**EXERCISE DESCRIPTION**
Omit the pictures, please, and give each record below again exactly.

**SUPPLIED RECORDS**

______

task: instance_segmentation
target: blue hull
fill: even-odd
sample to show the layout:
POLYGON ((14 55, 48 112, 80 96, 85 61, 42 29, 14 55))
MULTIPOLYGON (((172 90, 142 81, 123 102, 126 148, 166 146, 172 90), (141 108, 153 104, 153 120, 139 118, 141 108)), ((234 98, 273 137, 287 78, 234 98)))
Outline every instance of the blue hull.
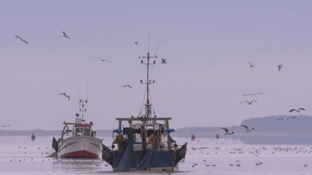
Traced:
MULTIPOLYGON (((175 150, 155 150, 153 153, 151 162, 146 168, 146 170, 175 171, 177 170, 177 166, 175 165, 176 152, 175 150)), ((140 164, 143 158, 142 151, 134 151, 132 164, 131 171, 134 171, 140 164)), ((114 171, 120 162, 122 158, 120 151, 114 151, 114 171)))

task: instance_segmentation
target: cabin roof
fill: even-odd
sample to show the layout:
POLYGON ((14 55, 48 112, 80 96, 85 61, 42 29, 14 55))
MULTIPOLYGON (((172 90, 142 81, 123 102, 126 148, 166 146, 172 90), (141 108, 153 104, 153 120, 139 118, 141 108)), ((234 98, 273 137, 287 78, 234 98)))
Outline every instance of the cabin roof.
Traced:
POLYGON ((171 120, 171 117, 167 118, 116 118, 118 121, 169 121, 171 120))

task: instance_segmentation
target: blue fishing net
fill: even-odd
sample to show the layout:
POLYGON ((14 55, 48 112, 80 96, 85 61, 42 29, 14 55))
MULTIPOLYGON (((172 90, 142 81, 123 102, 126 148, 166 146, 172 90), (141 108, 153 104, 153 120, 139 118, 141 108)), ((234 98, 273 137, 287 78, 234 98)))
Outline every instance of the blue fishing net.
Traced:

______

**WRITTEN ANSWER**
task: instance_segmentation
target: blue hull
fill: even-odd
sample to show the layout:
POLYGON ((14 55, 48 112, 80 96, 85 61, 42 29, 14 55))
MULTIPOLYGON (((172 90, 142 81, 123 102, 126 148, 166 146, 172 90), (141 108, 153 104, 153 120, 139 118, 141 108)), ((234 98, 273 137, 287 78, 234 98)))
Outline every instance of the blue hull.
Traced:
MULTIPOLYGON (((175 150, 155 150, 153 153, 151 162, 146 168, 146 170, 175 171, 177 170, 177 166, 175 165, 176 152, 175 150)), ((140 164, 143 158, 142 151, 134 151, 132 164, 131 171, 134 171, 140 164)), ((114 171, 120 162, 122 158, 120 151, 114 151, 114 171)))

task: instance_segmentation
target: cabin roof
fill: even-odd
sample to show the layout:
POLYGON ((14 55, 48 112, 80 96, 85 61, 42 29, 14 55))
MULTIPOLYGON (((172 90, 142 81, 123 102, 126 148, 166 146, 172 90), (141 108, 153 104, 153 120, 139 118, 141 108)), ((234 98, 273 137, 287 78, 234 98)))
Outline every instance of the cabin roof.
Traced:
POLYGON ((171 120, 171 117, 167 118, 116 118, 118 121, 169 121, 171 120))

task: instance_segmentation
target: blue fishing net
fill: even-odd
sample to show the layout:
POLYGON ((14 55, 48 112, 80 96, 85 61, 42 29, 14 55))
MULTIPOLYGON (((172 90, 142 81, 123 102, 126 148, 166 146, 172 90), (141 108, 153 104, 153 120, 139 118, 141 108)), ((234 98, 273 137, 287 78, 234 98)))
Outline every instance of the blue fishing net.
Traced:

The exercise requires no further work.